:: Source material
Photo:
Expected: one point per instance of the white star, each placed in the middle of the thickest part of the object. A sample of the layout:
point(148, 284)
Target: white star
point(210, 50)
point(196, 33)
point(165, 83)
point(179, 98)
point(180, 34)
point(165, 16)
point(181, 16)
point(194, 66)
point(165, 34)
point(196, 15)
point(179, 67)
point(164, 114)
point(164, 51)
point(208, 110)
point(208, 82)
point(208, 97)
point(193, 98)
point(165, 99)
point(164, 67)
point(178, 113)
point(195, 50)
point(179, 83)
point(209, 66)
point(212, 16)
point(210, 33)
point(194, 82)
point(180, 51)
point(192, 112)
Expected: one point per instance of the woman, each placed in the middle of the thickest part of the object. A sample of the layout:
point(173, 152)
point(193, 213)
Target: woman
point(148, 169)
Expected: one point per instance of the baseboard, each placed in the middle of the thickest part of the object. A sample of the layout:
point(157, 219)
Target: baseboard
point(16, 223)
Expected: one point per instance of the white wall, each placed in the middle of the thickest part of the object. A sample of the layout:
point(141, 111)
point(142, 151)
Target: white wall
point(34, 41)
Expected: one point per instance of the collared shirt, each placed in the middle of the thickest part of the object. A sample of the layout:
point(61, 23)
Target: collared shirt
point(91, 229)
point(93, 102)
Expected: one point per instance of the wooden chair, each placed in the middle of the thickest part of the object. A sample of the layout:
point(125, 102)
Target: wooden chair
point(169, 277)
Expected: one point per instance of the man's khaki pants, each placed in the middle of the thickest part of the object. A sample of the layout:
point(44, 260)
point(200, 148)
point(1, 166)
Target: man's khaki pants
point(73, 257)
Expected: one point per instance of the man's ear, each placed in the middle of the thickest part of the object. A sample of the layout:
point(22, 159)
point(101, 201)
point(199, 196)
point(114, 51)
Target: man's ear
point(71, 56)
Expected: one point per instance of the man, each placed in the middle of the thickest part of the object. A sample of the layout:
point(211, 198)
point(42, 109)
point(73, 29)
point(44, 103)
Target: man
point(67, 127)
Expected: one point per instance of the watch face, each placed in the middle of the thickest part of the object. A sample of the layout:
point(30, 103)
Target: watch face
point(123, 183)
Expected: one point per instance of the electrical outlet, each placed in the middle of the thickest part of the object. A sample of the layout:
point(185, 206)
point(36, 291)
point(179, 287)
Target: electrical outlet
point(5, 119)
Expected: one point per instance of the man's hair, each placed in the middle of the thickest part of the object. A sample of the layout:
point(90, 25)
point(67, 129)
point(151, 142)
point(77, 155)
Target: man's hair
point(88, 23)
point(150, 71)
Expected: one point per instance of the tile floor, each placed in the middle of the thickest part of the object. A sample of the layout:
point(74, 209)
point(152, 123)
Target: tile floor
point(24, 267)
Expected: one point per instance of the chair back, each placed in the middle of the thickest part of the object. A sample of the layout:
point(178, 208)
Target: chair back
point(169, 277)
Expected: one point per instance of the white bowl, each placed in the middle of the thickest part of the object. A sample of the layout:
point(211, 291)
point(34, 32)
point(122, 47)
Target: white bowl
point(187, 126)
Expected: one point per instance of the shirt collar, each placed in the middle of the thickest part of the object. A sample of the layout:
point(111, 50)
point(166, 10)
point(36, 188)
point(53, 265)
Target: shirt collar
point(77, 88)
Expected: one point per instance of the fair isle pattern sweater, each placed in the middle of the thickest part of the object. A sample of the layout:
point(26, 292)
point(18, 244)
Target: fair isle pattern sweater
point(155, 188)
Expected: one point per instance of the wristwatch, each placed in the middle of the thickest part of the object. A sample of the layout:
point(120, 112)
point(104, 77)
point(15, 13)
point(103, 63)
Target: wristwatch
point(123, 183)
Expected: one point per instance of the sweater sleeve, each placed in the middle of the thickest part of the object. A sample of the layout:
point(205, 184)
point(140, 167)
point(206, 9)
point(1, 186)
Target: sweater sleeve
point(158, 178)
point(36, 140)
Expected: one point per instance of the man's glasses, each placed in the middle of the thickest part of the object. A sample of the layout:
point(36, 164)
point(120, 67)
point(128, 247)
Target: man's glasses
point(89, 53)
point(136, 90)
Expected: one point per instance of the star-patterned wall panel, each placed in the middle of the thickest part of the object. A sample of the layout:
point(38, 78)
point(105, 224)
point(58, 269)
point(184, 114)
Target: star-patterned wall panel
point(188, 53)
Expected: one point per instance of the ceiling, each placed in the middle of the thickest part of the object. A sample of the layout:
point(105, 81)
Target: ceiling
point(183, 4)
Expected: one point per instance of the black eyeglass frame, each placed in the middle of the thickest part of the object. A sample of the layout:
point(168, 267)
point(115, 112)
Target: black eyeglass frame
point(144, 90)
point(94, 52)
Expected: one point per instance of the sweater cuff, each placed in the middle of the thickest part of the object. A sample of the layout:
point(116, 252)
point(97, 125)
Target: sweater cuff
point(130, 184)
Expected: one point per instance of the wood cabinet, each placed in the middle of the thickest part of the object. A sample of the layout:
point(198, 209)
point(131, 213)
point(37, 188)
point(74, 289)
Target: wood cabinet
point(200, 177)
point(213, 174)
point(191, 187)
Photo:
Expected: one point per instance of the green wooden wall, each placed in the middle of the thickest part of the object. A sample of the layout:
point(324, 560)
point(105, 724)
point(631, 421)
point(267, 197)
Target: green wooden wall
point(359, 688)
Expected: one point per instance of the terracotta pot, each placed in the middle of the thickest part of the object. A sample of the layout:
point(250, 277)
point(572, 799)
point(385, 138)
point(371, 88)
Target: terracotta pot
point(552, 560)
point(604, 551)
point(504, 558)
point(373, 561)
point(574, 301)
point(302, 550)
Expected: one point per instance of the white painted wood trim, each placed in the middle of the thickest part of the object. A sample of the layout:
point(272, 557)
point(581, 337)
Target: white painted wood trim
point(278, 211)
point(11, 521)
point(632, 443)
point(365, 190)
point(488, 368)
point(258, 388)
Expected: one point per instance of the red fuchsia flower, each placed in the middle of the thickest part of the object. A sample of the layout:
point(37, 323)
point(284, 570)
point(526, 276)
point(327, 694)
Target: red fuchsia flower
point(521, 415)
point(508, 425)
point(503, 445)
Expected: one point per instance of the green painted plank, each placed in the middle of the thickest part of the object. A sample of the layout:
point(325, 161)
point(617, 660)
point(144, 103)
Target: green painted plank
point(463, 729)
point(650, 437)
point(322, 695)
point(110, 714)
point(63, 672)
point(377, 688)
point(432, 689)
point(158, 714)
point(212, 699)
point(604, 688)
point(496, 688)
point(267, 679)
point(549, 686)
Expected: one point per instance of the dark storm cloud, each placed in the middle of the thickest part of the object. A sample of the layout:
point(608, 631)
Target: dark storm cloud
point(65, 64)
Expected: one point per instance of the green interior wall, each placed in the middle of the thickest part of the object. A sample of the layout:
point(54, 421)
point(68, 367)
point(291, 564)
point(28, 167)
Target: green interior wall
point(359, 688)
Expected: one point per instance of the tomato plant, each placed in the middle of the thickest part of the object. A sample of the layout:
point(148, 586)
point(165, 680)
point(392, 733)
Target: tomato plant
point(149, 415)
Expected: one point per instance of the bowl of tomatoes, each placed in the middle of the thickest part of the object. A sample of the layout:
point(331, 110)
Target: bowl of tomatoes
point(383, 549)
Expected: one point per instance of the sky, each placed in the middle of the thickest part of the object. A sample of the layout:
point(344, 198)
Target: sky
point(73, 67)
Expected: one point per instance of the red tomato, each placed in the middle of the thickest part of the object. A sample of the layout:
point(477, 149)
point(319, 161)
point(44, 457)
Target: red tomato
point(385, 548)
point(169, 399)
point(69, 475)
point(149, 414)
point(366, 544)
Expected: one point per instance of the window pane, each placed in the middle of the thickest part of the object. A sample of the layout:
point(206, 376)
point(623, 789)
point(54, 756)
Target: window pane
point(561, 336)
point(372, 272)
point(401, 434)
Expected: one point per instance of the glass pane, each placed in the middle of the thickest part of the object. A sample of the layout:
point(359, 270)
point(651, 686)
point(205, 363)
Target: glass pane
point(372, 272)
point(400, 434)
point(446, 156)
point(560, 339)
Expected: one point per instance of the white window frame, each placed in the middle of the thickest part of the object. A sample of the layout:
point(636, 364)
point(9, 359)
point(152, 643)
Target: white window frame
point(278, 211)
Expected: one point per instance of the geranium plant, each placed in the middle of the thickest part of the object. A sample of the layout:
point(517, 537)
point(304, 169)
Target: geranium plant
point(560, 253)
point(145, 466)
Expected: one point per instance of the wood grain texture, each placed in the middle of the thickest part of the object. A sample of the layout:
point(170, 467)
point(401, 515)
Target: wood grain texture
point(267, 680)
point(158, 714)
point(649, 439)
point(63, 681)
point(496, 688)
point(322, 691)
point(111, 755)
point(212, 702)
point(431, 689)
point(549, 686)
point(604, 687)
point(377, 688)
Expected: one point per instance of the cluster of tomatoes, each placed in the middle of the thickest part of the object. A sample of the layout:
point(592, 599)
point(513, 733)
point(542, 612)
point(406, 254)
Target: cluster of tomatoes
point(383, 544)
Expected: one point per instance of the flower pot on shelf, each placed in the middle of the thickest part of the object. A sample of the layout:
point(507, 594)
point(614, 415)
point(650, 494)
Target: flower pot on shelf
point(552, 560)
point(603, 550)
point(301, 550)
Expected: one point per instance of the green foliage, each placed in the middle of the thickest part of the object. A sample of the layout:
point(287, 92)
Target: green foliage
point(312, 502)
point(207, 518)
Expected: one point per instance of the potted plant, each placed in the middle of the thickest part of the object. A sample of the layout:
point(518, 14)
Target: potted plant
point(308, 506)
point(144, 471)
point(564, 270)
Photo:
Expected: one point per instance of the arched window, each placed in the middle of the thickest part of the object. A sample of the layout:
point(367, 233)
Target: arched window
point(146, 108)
::::
> **Work required**
After locating the line with "point(42, 109)" in the material above, return it and each line after it exactly, ending at the line with "point(30, 103)".

> **Exercise answer**
point(42, 109)
point(73, 29)
point(44, 103)
Target: man
point(67, 127)
Expected: one point per instance of the watch face, each placed in the middle of the thickest part of the object. A sample of the layout:
point(30, 103)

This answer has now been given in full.